Task directions — Reproduce the extensible effects thread between "2013/8/22 Alberto G." and "for many uses.", inclusive.

Supplied text —
· · · ·

For the open union used in extensible effects, apart from using the

Typeable mechanism, is there a more protected way to implement

the open sum type?

I managed to modified the Member class given in the paper, but

ended up having to use the vague OverlappingInstance. That's not

quite what I hope. I'm not even sure whether the instance `Member t (t :> r)`

is more specific than `Member t (t' :> r)`.

suhorng

{-# LANGUAGE KindSignatures, TypeOperators, GADTs, FlexibleInstances,

FlexibleContexts, MultiParamTypeClasses, OverlappingInstances #-}

-- FlexibleContexts is for Show instance of Union

import Data.Functor

import Control.Applicative -- for several functor instances

-- open union

infixr 2 :>

data (a :: * -> *) :> b

data Union r v where

Elsewhere :: Functor t' => Union r v -> Union (t' :> r) v

Here :: Functor t => t v -> Union (t :> r) v

class Member t r where

inj :: Functor t => t v -> Union r v

prj :: Functor t => Union r v -> Maybe (t v)

instance Member t (t :> r) where

inj tv = Here tv

prj (Here tv) = Just tv

prj (Elsewhere _) = Nothing

-- Note: overlapped by letting t' = t

instance (Functor t', Member t r) => Member t (t' :> r) where

inj tv = Elsewhere (inj tv)

prj (Here _) = Nothing

prj (Elsewhere u) = prj u

decomp :: Functor t => Union (t :> r) v -> Either (Union r v) (t v)

decomp (Here tv) = Right tv

decomp (Elsewhere u) = Left u

-- Auxiliary definitions for tests

data Void

newtype Func a = Func a

instance Show (Union Void a) where

show _ = undefined

instance (Show (t v), Show (Union r v)) => Show (Union (t :> r) v) where

show (Here tv) = "Here " ++ show tv

show (Elsewhere u) = "Elsewhere " ++ show u

instance Functor Func where

fmap f (Func x) = Func (f x)

instance Show a => Show (Func a) where

show (Func a) = show a

type Stk = Maybe :> Either Char :> Func :> Void

type Stk' = Either Char :> Func :> Void -- used in `deTrue`, `deFalse`

unTrue :: Union Stk Bool

unTrue = inj (Func True)

unFalse :: Union Stk Bool

unFalse = inj (Just False)

-- `Func` is repeated

un5 :: Union (Maybe :> Func :> Either Char :> Func :> Void) Int

un5 = inj (Func 5)

maybe2 :: Maybe (Func Int)

maybe2 = prj un5

maybeTrue :: Maybe (Func Bool)

maybeTrue = prj unTrue

maybeFalse1 :: Maybe (Func Bool)

maybeFalse1 = prj unFalse

maybeFalse2 :: Maybe (Maybe Bool)

maybeFalse2 = prj unFalse

deTrue :: Either (Union Stk' Bool) (Maybe Bool)

deTrue = decomp unTrue

deFalse :: Either (Union Stk' Bool) (Maybe Bool)

deFalse = decomp unFalse

2013/8/22 Alberto G. Corona <agocorona@gmail.com>

The paper is very interesting:

http://www.cs.indiana.edu/~sabry/papers/exteff.pdf

It seems that the approach is mature enough and it is better in every way than monad transformers, while at the same time the syntax may become almost identical to MTL for many uses.

· · · ·

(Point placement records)
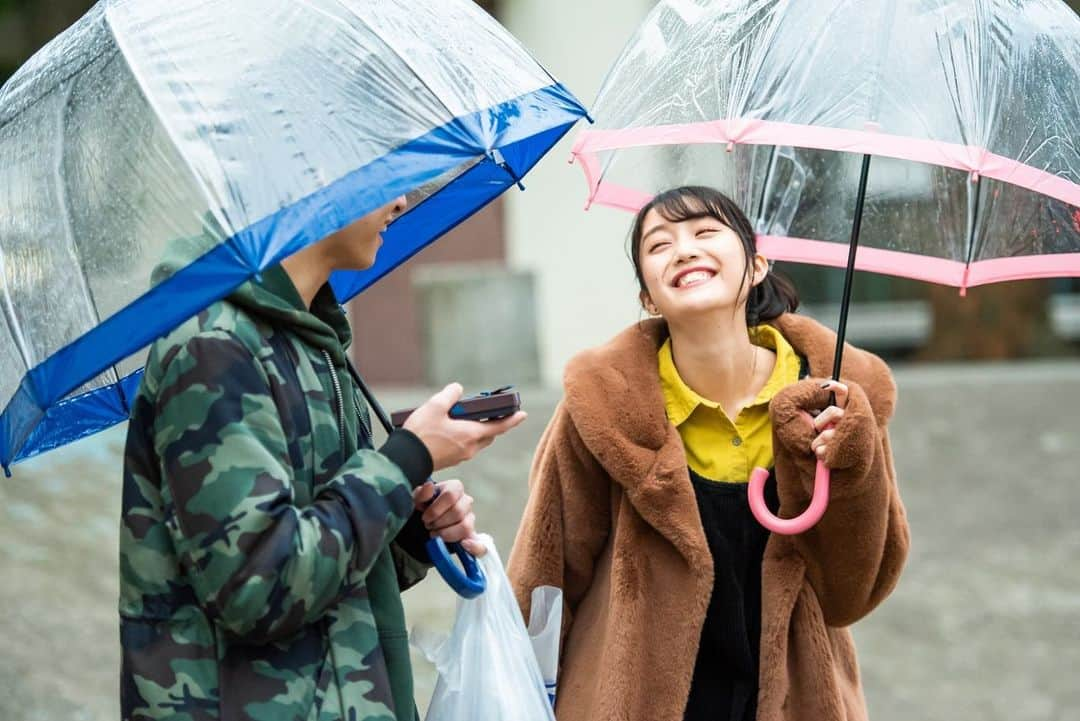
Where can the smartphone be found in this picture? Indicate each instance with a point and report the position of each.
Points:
(487, 406)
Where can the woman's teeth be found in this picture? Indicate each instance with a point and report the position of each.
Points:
(692, 279)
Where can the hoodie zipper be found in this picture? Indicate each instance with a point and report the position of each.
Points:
(338, 396)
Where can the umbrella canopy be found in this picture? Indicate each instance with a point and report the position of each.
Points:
(971, 109)
(251, 128)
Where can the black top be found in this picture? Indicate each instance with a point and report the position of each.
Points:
(726, 672)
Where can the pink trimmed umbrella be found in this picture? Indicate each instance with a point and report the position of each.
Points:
(969, 109)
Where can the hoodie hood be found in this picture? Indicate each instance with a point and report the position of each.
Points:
(272, 297)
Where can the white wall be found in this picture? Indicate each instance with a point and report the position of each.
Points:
(585, 287)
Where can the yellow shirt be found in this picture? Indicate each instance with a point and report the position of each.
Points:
(716, 447)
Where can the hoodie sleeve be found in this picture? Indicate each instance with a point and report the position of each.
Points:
(259, 565)
(855, 554)
(566, 520)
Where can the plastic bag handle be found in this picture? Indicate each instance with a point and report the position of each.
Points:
(788, 526)
(468, 583)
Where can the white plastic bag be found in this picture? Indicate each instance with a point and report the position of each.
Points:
(545, 626)
(487, 669)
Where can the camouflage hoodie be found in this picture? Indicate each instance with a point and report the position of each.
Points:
(264, 545)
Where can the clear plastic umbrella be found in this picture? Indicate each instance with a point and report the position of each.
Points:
(970, 110)
(248, 128)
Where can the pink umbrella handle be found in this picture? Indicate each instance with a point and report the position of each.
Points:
(788, 526)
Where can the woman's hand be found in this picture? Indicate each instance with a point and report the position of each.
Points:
(825, 421)
(447, 513)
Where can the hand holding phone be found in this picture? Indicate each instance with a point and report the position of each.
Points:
(487, 406)
(446, 423)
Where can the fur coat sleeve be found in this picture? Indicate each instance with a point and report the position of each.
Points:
(854, 555)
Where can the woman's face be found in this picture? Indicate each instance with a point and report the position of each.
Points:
(694, 267)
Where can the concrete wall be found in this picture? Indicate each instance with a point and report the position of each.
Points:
(585, 289)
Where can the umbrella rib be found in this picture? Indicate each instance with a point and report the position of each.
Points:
(971, 229)
(397, 54)
(63, 196)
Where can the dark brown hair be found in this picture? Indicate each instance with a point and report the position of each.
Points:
(770, 298)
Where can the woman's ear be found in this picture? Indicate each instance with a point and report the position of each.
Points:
(647, 303)
(760, 269)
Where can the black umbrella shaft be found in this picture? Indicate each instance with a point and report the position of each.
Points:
(841, 329)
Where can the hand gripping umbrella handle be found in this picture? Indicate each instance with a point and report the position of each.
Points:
(788, 526)
(468, 581)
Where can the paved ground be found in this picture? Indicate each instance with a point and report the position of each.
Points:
(985, 624)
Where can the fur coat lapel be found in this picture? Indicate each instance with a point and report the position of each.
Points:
(615, 398)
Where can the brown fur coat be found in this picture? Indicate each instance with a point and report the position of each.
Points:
(611, 519)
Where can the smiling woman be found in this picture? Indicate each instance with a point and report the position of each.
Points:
(643, 474)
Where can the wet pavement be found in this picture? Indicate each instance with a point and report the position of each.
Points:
(985, 624)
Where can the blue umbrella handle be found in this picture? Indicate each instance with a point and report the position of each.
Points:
(468, 580)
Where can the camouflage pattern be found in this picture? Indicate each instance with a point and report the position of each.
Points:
(259, 579)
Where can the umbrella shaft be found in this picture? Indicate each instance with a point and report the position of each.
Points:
(841, 329)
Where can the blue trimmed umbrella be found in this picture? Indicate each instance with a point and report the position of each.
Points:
(255, 127)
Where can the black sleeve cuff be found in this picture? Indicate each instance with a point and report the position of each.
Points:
(413, 539)
(405, 449)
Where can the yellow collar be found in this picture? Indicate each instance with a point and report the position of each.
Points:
(680, 400)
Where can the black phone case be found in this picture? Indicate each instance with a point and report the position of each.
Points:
(484, 407)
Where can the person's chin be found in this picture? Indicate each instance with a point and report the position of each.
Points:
(694, 307)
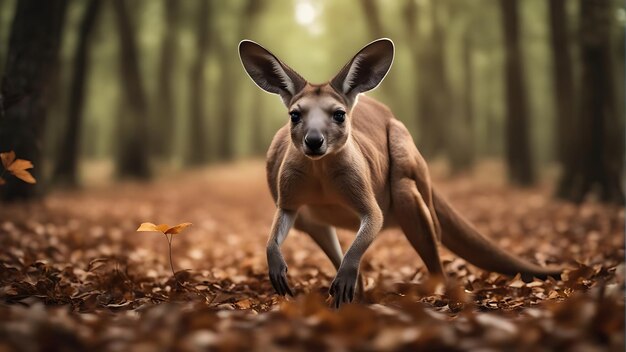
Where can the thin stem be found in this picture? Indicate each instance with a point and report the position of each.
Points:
(169, 242)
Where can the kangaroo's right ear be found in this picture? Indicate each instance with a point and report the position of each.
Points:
(269, 73)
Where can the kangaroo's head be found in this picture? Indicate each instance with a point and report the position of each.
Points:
(320, 114)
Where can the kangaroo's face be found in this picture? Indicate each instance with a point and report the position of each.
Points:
(319, 114)
(319, 120)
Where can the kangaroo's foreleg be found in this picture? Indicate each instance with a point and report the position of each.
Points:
(283, 221)
(326, 238)
(343, 286)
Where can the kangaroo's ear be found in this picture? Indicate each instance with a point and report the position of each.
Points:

· · · ·

Task response —
2013/8/22 Alberto G. Corona <agocorona@gmail.com>

The paper is very interesting:

http://www.cs.indiana.edu/~sabry/papers/exteff.pdf

It seems that the approach is mature enough and it is better in every way than monad transformers, while at the same time the syntax may become almost identical to MTL for many uses.